+++ FRAGMENTO DEL TEXTO +++

Tras la derrota de la revolución en España y durante la Segunda Guerra Mundial, Munis afinó el arma de la crítica, e hizo lo que el propio León Trotsky aconsejaba hacer si durante o inmediatamente después de la segunda carnicería mundial, el proletariado, a la misma escala, no se constituía en clase revolucionaria insurrecta, presta a destruir el Estado capitalista. No lo hizo poniendo en cuestión a la lucha de clases como motor de la historia, sino reafirmándola como tal.
Un movimiento proletario de gran envergadura siempre ha sido, para los comunistas auténticos, el momento cumbre del aprendizaje de la revolución. En sí, vale mil veces los mejores textos que hasta entonces se habían escrito, porque hace resaltar lo bueno y lo obsoleto que contienen. Una experiencia práctica y vivida hace estallar en mil añicos las barreras y los límites que las situaciones de retroceso revolucionario, de estancamiento y de paz social imponen obligatoriamente, incluso a los más avanzados de los revolucionarios. Son momentos en los que la teoría revolucionaria se somete a la verificación práctica, y en los que ésta revierte positivamente sobre aquella.
Munis, claro está, no escapa a esta regla. De su experiencia en 1936 en España sacó conclusiones de gran transcendencia. Más todavía cuando la comparó con la gran revolución rusa que había estudiado con la misma pasión que muchos jóvenes de su generación. Su análisis crítico de la revolución y contrarrevolución en Rusia (léase Partido-Estado, Stalinismo, Revolución en el primer tomo de las obras completas, Muñoz Moya editores Extremeños), no hubiera podido probablemente ser tan mordaz de no haber vivido y respirado la España revolucionaria de 1936-37. Marx y Engels, tras la experiencia de la Comuna de París, reconsideraron su posición sobre el Estado. Ya no se trataba para ellos de conquistar el poder de la vieja máquina estatal, sino de destruirla. Munis saca otra conclusión de las experiencias rusa y española. Una vez destruido el Estado capitalista, en tanto que organización policiaco-militar de la clase dominante para defender sus intereses, el poder centralizado del proletariado, llámese Estado obrero o Semi-Estado, no puede ser el organizador del comunismo, menos todavía si el proletariado no apunta, para destruirlos, desde los primeros días de la revolución, allí donde la esté realizando, el trabajo asalariado y la ley del valor. Su papel sólo puede consistir en la centralización necesaria del movimiento revolucionario, pero en ningún momento éste ha de erigirse en propietario de los medios de producción y en administrador exclusivo de la economía. Pues en caso de estancamiento o de dificultades de la revolución, el Estado obrero o Semi-Estado, independientemente de la honestidad y validez de sus representantes, apoderándose de la antigua plusvalía se transformaría en organizador de la contrarrevolución. El Estado, por muy obrero que fuere, en vez de debilitarse en consonancia con la desaparición de las clases sociales, se fortalecería de forma capitalista alimentándose de la ley del valor no totalmente aniquilada. En vez de ser derrotada frontalmente por los enemigos visibles y reconocidos del proletariado, la revolución sería vencida como lo fue en Rusia, y también en España, desde el interior mismo de la revolución. También en España, pues si Franco venció militarmente a la República, es porque ésta, fundamentalmente gracias a la política contrarrevolucionaria del stalinismo, con la colaboración vergonzosa de los dirigentes anarquistas y Poumistas, había vencido previamente el impulso revolucionario de la clase explotada.

+++ DATOS +++

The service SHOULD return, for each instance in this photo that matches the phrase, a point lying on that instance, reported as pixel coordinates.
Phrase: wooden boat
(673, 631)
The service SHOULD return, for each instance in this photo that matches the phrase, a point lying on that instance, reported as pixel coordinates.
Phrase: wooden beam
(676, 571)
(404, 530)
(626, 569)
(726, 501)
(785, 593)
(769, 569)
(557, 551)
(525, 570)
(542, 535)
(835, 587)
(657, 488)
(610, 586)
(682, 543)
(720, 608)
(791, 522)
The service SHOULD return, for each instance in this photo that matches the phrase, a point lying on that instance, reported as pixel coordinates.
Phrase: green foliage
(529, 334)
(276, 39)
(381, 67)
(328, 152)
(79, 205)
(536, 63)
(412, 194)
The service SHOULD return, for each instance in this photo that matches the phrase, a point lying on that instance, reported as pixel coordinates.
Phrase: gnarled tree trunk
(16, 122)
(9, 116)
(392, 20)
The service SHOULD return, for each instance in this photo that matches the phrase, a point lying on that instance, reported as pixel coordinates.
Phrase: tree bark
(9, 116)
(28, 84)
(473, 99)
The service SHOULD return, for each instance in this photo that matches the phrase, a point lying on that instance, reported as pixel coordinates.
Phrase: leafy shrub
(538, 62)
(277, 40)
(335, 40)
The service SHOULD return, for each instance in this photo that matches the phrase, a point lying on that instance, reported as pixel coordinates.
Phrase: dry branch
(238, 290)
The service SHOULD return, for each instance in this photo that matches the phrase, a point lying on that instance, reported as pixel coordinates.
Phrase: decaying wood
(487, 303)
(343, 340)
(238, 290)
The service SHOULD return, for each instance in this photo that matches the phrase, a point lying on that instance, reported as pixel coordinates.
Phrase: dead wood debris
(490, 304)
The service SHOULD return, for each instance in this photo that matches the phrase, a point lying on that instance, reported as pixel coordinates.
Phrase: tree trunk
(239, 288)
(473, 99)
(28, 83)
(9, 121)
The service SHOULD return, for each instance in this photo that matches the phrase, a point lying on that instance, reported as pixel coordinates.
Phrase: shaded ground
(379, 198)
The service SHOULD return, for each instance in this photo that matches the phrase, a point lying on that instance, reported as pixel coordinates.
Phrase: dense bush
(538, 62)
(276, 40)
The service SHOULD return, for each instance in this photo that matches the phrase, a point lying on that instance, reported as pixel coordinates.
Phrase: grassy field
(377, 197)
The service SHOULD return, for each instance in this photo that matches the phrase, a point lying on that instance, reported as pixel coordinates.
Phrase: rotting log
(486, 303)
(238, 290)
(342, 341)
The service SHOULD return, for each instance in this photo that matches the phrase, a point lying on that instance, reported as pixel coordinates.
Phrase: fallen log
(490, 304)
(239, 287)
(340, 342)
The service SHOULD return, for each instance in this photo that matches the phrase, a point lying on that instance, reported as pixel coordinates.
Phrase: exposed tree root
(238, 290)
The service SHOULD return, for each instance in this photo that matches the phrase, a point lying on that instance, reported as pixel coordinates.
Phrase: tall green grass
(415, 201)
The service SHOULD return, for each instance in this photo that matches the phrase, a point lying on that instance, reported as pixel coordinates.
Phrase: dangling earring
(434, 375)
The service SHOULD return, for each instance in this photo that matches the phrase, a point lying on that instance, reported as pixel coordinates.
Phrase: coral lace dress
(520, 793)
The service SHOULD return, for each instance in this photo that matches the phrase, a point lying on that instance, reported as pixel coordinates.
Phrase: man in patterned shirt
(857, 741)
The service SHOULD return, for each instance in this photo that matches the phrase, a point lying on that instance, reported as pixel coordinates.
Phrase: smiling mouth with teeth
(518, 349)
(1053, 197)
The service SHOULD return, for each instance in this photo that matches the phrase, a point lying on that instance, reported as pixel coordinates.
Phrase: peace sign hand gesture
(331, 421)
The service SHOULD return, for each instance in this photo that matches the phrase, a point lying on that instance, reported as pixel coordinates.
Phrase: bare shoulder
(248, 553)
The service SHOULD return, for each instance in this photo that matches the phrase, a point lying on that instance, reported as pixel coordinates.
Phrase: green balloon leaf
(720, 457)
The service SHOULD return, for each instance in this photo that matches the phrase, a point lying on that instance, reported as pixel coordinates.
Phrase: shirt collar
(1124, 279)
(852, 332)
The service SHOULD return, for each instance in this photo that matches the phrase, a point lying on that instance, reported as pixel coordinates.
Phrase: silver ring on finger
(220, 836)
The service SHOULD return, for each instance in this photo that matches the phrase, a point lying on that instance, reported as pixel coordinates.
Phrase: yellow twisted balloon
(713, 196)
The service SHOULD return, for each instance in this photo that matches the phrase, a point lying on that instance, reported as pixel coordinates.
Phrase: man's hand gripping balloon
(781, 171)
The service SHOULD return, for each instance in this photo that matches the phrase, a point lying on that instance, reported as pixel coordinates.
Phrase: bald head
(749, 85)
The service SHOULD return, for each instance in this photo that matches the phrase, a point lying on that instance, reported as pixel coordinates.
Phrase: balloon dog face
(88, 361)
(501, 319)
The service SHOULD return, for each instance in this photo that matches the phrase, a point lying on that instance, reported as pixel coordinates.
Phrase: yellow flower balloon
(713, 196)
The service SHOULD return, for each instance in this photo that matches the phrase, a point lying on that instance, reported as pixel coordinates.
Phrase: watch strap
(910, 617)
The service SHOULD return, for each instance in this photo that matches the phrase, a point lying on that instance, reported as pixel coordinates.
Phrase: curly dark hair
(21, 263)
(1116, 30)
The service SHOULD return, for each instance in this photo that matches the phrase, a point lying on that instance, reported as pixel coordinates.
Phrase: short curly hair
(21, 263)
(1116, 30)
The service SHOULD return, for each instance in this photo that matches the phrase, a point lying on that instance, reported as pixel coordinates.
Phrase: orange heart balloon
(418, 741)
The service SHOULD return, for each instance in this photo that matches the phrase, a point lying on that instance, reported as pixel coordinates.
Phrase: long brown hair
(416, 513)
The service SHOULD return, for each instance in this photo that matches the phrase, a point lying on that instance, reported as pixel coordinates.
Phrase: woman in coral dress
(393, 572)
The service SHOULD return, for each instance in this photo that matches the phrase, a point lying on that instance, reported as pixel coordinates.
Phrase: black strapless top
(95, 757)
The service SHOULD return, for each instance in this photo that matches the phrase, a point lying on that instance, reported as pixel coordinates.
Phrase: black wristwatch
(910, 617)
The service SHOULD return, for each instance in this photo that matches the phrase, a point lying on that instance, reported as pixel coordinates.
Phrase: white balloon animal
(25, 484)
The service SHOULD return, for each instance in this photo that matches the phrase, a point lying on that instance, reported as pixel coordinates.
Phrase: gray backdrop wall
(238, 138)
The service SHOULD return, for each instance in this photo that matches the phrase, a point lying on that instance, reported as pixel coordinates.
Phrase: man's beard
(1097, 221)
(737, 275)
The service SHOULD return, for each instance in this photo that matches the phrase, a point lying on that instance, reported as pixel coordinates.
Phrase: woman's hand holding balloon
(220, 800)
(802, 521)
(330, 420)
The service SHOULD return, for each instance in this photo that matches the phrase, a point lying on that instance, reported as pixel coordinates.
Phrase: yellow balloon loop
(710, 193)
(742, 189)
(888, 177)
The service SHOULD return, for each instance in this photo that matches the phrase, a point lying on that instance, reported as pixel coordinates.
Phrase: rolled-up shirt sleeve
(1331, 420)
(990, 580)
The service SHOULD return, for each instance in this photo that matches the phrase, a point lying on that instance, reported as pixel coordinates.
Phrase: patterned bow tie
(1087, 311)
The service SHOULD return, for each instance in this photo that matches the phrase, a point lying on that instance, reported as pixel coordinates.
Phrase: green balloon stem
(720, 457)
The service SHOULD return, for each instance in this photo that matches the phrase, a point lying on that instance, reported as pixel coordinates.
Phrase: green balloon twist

+++

• _ACTIVIDADES_
- a) Resume en dos oraciones el fragmento sobre Munis.
- b) Transcribe del fragmento sobre Munis todo el texto que va desde "Tras la derrota" hasta "reafirmándola como tal.".

• _SOLUCIONES_
- a) Tras la derrota de la revolución en España, Munis reafirmó la lucha de clases como motor de la historia y sacó conclusiones de su experiencia de 1936, que comparó con la revolución rusa. Concluyó que el poder centralizado del proletariado no puede ser el organizador del comunismo ni erigirse en propietario de los medios de producción, pues ante el estancamiento de la revolución se transformaría en organizador de la contrarrevolución, como ocurrió en Rusia y en España.

- b)
Tras la derrota de la revolución en España y durante la Segunda Guerra Mundial, Munis afinó el arma de la crítica, e hizo lo que el propio León Trotsky aconsejaba hacer si durante o inmediatamente después de la segunda carnicería mundial, el proletariado, a la misma escala, no se constituía en clase revolucionaria insurrecta, presta a destruir el Estado capitalista. No lo hizo poniendo en cuestión a la lucha de clases como motor de la historia, sino reafirmándola como tal.